**Passage given**:
** BEGIN **
Hello from the child!



In [4]:
# Child processes will run independently from their parent process
from time import sleep, time
proc = subprocess.Popen(['sleep', '0.3'])
while proc.poll() is None:
    print('Working...')
    # Some time consuming work here
    sleep(0.2)

print('Exit status', proc.poll())

Working...
Working...
Exit status 0


In [5]:
# the parent process is free to run many child processes in parallel.
def run_sleep(period):
    proc = subprocess.Popen(['sleep', str(period)])
    return proc

start = time()
procs = []
for _ in range(10):
    proc = run_sleep(0.1)
    procs.append(proc)


for proc in procs:
    proc.communicate()
end = time()
print('Finished in %.3f seconds' % (end - start))

Finished in 0.196 seconds


In [15]:
# pipe data from your Python program into a subprocess and retrieve its output.
import os

def run_openssl(data):
    env = os.environ.copy()
    env['password'] = b'\xe24U\n\xd0Ql3S\x11'
    proc = subprocess.Popen(
        ['openssl', 'enc', '-des3', '-pass', 'env:password'],
        env=env,
        stdin=subprocess.PIPE,
        stdout=subprocess.PIPE)
** END **
Dataset items
** BEGIN **
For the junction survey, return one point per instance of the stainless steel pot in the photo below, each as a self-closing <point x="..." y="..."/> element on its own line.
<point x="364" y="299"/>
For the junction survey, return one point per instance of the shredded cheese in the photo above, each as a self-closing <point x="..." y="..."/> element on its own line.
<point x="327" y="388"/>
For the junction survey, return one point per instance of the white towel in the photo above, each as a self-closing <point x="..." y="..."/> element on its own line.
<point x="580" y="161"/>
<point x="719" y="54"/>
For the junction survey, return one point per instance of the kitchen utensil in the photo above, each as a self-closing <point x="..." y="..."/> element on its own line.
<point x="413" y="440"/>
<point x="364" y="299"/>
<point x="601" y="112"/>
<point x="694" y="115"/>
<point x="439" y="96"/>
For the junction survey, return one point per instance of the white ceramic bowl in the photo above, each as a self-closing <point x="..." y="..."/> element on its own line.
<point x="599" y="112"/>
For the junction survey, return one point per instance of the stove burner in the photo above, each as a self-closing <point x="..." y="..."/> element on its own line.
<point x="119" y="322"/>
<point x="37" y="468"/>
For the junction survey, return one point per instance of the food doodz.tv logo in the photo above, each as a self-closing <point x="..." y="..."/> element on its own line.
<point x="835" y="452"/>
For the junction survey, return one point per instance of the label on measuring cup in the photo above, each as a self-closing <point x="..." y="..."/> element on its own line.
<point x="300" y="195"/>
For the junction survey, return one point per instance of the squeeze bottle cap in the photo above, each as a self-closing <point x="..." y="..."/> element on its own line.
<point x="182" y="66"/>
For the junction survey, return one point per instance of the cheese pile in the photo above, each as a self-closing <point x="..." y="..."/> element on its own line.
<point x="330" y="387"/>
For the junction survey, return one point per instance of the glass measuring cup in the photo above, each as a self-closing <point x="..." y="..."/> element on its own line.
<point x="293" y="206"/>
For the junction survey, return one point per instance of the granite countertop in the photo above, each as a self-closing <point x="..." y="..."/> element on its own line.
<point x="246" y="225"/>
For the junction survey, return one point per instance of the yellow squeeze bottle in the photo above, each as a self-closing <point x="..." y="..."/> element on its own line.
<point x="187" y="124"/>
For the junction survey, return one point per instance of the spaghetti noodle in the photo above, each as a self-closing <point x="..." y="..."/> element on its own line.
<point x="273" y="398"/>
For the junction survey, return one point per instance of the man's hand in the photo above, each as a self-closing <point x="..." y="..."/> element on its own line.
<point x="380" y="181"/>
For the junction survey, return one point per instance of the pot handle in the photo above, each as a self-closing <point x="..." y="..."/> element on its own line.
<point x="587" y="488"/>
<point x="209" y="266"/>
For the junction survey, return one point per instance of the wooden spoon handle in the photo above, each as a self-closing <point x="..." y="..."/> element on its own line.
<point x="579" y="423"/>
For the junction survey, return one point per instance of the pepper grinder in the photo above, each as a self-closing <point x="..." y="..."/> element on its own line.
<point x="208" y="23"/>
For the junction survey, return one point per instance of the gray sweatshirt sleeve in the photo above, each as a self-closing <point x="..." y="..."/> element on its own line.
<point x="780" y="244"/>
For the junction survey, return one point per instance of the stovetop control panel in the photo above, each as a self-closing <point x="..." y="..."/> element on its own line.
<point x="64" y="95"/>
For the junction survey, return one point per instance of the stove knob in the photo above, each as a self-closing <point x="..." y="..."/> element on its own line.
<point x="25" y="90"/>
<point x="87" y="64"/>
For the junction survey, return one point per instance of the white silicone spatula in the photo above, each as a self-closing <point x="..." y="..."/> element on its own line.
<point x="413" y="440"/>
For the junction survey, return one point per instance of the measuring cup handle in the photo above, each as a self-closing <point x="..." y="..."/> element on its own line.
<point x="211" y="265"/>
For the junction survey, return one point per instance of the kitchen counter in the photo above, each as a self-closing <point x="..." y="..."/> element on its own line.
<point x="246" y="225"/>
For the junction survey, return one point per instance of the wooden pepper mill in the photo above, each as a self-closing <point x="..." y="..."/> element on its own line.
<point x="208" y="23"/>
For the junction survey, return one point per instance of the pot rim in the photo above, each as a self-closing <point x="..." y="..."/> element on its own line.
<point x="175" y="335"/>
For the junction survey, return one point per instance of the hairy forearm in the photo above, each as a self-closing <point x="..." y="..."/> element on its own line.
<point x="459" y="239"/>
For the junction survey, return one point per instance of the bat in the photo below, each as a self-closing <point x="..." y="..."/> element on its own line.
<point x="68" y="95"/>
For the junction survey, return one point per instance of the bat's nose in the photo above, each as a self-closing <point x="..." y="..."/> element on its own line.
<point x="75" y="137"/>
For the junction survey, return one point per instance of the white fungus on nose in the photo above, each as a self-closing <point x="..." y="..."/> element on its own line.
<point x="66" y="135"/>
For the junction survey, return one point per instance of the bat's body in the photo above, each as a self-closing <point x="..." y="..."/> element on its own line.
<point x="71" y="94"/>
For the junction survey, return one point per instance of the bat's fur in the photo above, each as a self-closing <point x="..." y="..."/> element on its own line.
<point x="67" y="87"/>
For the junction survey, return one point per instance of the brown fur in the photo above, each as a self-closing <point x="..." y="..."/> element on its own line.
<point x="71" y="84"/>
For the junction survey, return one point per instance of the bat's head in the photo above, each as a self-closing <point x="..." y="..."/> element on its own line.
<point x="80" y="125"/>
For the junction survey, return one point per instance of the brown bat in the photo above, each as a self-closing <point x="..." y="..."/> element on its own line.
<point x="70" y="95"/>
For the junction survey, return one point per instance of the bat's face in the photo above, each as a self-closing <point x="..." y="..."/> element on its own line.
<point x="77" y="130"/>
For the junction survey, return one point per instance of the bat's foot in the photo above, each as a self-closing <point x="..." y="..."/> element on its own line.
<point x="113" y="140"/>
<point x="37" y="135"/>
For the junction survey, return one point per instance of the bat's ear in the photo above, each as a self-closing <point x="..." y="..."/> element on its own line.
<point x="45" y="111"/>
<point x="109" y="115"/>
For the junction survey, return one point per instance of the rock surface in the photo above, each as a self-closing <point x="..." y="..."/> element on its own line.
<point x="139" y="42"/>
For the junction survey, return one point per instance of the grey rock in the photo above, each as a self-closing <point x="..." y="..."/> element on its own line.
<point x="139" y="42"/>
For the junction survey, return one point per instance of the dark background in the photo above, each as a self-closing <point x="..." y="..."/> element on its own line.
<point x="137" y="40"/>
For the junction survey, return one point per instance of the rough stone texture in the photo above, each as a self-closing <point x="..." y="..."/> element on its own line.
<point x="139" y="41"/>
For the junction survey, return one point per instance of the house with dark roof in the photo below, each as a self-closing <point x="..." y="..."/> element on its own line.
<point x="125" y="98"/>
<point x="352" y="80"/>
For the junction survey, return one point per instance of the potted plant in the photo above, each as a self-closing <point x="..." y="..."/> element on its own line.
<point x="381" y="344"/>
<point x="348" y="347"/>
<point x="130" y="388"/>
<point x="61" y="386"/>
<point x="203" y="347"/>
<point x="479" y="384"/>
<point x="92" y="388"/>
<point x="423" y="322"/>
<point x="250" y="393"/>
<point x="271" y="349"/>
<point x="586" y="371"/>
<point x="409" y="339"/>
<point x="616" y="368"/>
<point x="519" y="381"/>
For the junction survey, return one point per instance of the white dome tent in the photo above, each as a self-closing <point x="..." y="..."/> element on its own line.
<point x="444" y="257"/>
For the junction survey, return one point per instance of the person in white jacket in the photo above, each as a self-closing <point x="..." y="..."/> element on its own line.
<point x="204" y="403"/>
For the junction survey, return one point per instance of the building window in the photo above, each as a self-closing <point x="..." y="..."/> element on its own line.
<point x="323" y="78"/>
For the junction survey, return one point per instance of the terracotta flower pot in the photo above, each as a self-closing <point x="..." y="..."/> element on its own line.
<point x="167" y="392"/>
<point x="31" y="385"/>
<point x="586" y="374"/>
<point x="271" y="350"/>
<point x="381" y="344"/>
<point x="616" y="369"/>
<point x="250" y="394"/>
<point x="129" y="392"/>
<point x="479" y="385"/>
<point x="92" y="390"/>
** END **
**Things to do**:
- a) Answer these questions about the subprocess code:
(i) What duration, in seconds, is passed to the sleep command in the Popen call that runs under "In [4]:"?
(ii) How many times does the loop under "In [5]:" call run_sleep?
(iii) Which cipher option is passed to openssl in run_openssl?
- b) Rename "period" to "duration" throughout the subprocess code from "print('Exit status', proc.poll())" up to and including "start = time()", and write out that section again.

**The solutions**:
- a)
(i) 0.3
(ii) 10
(iii) -des3

- b)
print('Exit status', proc.poll())

Working...
Working...
Exit status 0


In [5]:
# the parent process is free to run many child processes in parallel.
def run_sleep(duration):
    proc = subprocess.Popen(['sleep', str(duration)])
    return proc

start = time()